§ PROBLEM DETAILS:
Repeat the listing in full, preserving every character.

§ TASK INPUT:
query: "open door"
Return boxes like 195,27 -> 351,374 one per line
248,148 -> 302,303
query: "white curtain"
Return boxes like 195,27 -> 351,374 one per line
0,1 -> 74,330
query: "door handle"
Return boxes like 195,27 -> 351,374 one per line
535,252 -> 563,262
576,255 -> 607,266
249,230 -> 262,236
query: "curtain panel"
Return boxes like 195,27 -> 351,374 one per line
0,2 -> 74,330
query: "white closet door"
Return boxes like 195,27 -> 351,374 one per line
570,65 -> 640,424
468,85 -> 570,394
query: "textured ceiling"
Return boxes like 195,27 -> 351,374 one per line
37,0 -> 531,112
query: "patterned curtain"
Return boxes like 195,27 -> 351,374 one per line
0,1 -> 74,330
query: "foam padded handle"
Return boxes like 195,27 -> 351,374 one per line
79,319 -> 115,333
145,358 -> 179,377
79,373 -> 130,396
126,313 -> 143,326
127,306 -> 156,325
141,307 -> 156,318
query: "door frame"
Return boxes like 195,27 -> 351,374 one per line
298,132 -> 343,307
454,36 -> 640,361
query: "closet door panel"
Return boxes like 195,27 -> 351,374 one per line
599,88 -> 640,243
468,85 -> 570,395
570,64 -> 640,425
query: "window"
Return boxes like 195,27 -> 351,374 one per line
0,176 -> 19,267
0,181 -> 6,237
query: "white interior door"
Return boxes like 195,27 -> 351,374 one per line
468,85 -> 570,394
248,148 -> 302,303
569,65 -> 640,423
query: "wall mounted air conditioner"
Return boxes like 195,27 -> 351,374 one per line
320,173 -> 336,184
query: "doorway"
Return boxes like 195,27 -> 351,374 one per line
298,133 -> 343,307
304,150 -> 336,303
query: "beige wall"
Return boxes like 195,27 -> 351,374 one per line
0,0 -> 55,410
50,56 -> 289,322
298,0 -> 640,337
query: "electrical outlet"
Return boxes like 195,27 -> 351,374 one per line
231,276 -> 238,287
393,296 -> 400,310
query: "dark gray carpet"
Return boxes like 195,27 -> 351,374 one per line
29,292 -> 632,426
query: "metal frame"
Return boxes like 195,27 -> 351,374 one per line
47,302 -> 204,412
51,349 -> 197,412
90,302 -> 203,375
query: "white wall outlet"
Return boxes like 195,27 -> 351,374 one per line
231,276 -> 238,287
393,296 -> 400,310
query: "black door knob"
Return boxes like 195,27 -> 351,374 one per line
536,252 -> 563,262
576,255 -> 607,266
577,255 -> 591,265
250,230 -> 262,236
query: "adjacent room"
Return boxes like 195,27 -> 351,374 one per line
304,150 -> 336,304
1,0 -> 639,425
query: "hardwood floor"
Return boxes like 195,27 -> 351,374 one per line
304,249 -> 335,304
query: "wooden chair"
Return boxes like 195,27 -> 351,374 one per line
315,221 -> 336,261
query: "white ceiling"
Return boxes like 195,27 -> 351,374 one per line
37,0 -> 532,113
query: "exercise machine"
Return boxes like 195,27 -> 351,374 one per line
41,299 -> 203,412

§ OUTPUT OF THE TASK:
query: "open door"
Return boxes like 195,27 -> 351,374 one per line
248,148 -> 302,303
query: "white curtain"
Return boxes like 195,27 -> 351,374 one per line
0,1 -> 74,330
query: "door handle"
Return boxes like 195,27 -> 351,374 one per line
535,252 -> 563,262
576,255 -> 607,266
249,230 -> 262,236
query: "curtain panel"
Return boxes like 195,27 -> 351,374 one per line
0,2 -> 74,330
query: "white closet door"
Return boxes like 195,27 -> 351,374 one per line
570,65 -> 640,424
468,85 -> 570,394
query: "textured ceiling"
Return boxes like 195,27 -> 351,374 one per line
37,0 -> 531,112
query: "patterned curtain"
Return boxes like 195,27 -> 351,374 one per line
0,1 -> 74,330
query: "foam padded handle"
Return boxes like 195,27 -> 351,374 one per line
79,319 -> 115,333
145,358 -> 179,377
79,373 -> 130,396
126,313 -> 143,326
127,306 -> 156,325
141,307 -> 156,318
query: "door frame"
Return boxes like 195,27 -> 351,374 one per line
298,132 -> 343,307
454,36 -> 640,361
query: "closet door panel"
Return boxes like 195,27 -> 351,374 one per line
599,88 -> 640,243
468,85 -> 570,395
570,64 -> 640,425
query: "window"
Return boxes like 195,27 -> 351,374 one per line
0,176 -> 19,267
0,181 -> 6,237
query: "white interior door"
Return boxes like 195,27 -> 351,374 one per line
468,85 -> 570,394
248,148 -> 302,303
569,65 -> 640,423
query: "wall mounted air conditioner"
Return boxes like 195,27 -> 351,374 one per line
320,173 -> 336,184
query: "doorway"
Return boxes like 195,27 -> 351,374 one per line
298,133 -> 343,307
304,150 -> 336,303
query: "beige wall"
Return boxes like 195,27 -> 351,374 one per line
0,0 -> 55,410
50,56 -> 289,322
298,0 -> 640,337
query: "electrical outlet"
Return boxes like 195,27 -> 351,374 one per line
231,276 -> 238,287
393,296 -> 400,310
query: "dark gray carpet"
Return boxes like 195,27 -> 351,374 one per line
29,292 -> 632,426
query: "metal frame"
Return boxes like 195,27 -> 351,374 one per line
47,302 -> 204,412
51,349 -> 197,412
90,302 -> 203,375
query: "white wall outlet"
Return boxes like 195,27 -> 351,374 one per line
231,276 -> 238,287
393,296 -> 400,310
query: "black door knob"
Return boxes like 195,27 -> 351,374 one per line
536,252 -> 563,262
576,255 -> 607,266
577,255 -> 591,265
250,230 -> 262,236
query: "adjacent room"
Return boxes like 195,27 -> 351,374 one per line
304,150 -> 336,304
1,0 -> 639,425
query: "hardwood floor"
Return boxes like 195,27 -> 351,374 one per line
304,249 -> 335,304
query: "wooden chair"
Return boxes like 195,27 -> 351,374 one per line
315,221 -> 336,261
query: "white ceiling"
Return boxes like 195,27 -> 351,374 one per line
37,0 -> 532,113
query: "exercise machine"
Return boxes like 195,27 -> 351,374 one per line
41,299 -> 203,412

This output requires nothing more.